__Your assignment__. Among the lines below, tally those holding the string "covered" and give the total only.

(Collected data)
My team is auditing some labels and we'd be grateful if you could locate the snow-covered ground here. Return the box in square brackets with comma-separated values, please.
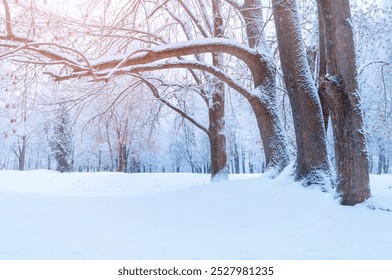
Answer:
[0, 167, 391, 260]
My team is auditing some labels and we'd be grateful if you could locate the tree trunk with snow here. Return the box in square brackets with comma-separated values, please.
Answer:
[239, 0, 290, 176]
[317, 0, 370, 205]
[208, 61, 228, 180]
[208, 98, 228, 180]
[272, 0, 330, 185]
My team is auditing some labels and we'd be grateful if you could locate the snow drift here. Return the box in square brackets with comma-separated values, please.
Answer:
[0, 168, 391, 260]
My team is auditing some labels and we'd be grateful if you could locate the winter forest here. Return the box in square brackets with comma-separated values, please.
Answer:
[1, 0, 392, 261]
[0, 0, 392, 205]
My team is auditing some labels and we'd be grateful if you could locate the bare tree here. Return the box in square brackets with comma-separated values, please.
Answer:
[0, 0, 290, 178]
[152, 0, 230, 181]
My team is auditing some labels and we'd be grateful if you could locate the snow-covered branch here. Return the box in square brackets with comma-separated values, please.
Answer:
[48, 59, 255, 101]
[1, 35, 272, 81]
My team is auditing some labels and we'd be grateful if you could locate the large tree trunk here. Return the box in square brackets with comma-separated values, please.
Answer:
[208, 98, 228, 180]
[209, 0, 228, 181]
[317, 0, 370, 205]
[272, 0, 330, 185]
[240, 0, 290, 176]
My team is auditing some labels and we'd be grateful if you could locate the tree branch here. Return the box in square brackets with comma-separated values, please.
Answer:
[1, 36, 272, 88]
[222, 0, 241, 10]
[175, 0, 209, 37]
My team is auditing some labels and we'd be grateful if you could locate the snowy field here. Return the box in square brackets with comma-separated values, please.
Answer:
[0, 167, 392, 260]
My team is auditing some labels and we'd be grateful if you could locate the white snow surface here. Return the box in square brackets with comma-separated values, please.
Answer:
[0, 167, 391, 260]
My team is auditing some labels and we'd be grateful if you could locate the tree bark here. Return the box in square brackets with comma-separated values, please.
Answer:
[317, 0, 370, 205]
[209, 0, 228, 181]
[317, 8, 330, 131]
[18, 135, 27, 171]
[208, 73, 228, 180]
[272, 0, 330, 185]
[240, 0, 290, 176]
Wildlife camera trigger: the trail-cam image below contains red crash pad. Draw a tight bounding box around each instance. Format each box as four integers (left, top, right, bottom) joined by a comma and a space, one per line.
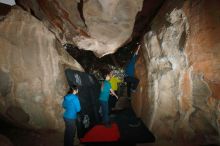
80, 122, 120, 142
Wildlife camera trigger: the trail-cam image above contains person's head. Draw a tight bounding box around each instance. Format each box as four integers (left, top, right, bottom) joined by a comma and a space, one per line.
105, 73, 111, 81
68, 84, 78, 94
109, 71, 113, 78
101, 69, 111, 81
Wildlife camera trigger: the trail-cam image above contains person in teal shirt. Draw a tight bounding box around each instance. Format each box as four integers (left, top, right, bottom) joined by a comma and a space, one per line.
99, 69, 118, 127
62, 85, 81, 146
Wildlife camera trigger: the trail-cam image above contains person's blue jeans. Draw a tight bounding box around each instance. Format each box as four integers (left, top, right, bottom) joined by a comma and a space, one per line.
100, 100, 109, 125
64, 118, 76, 146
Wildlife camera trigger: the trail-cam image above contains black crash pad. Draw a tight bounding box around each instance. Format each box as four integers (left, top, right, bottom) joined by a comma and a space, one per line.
65, 69, 101, 138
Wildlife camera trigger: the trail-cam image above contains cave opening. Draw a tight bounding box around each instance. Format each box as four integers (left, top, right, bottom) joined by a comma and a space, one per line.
63, 37, 140, 75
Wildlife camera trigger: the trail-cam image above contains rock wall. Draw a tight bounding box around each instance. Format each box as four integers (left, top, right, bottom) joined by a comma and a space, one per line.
0, 7, 83, 131
16, 0, 144, 57
0, 134, 13, 146
133, 0, 220, 144
131, 48, 148, 118
77, 0, 143, 56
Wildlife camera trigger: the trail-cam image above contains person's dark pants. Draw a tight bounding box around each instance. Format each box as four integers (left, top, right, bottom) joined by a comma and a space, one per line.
100, 101, 110, 125
64, 118, 76, 146
124, 76, 139, 97
108, 91, 118, 112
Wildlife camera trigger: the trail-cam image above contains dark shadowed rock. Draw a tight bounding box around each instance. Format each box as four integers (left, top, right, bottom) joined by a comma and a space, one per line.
0, 135, 13, 146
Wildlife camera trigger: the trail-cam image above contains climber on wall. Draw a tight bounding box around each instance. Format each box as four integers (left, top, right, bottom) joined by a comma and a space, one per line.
124, 43, 140, 98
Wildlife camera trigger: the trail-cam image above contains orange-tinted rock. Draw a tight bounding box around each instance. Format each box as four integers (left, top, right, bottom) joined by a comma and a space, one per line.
184, 0, 220, 100
131, 48, 148, 118
180, 70, 193, 112
133, 0, 220, 144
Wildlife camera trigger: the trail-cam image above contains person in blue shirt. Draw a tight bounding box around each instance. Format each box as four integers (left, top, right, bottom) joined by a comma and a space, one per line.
99, 69, 118, 127
62, 85, 81, 146
124, 44, 140, 98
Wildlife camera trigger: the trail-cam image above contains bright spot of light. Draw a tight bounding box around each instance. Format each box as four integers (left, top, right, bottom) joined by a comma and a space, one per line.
0, 0, 16, 6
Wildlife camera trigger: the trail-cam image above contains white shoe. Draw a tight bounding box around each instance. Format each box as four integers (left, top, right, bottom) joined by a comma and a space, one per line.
131, 89, 136, 93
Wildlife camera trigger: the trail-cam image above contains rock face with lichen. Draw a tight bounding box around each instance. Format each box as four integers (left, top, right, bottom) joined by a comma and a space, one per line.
0, 7, 83, 131
133, 0, 220, 144
16, 0, 144, 57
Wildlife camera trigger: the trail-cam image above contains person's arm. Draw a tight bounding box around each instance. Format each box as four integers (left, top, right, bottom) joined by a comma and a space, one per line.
116, 77, 122, 83
129, 45, 140, 63
74, 96, 81, 112
110, 89, 119, 99
135, 45, 141, 55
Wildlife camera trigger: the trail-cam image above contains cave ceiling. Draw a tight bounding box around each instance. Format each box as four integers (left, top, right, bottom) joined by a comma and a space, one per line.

__Your response__. 2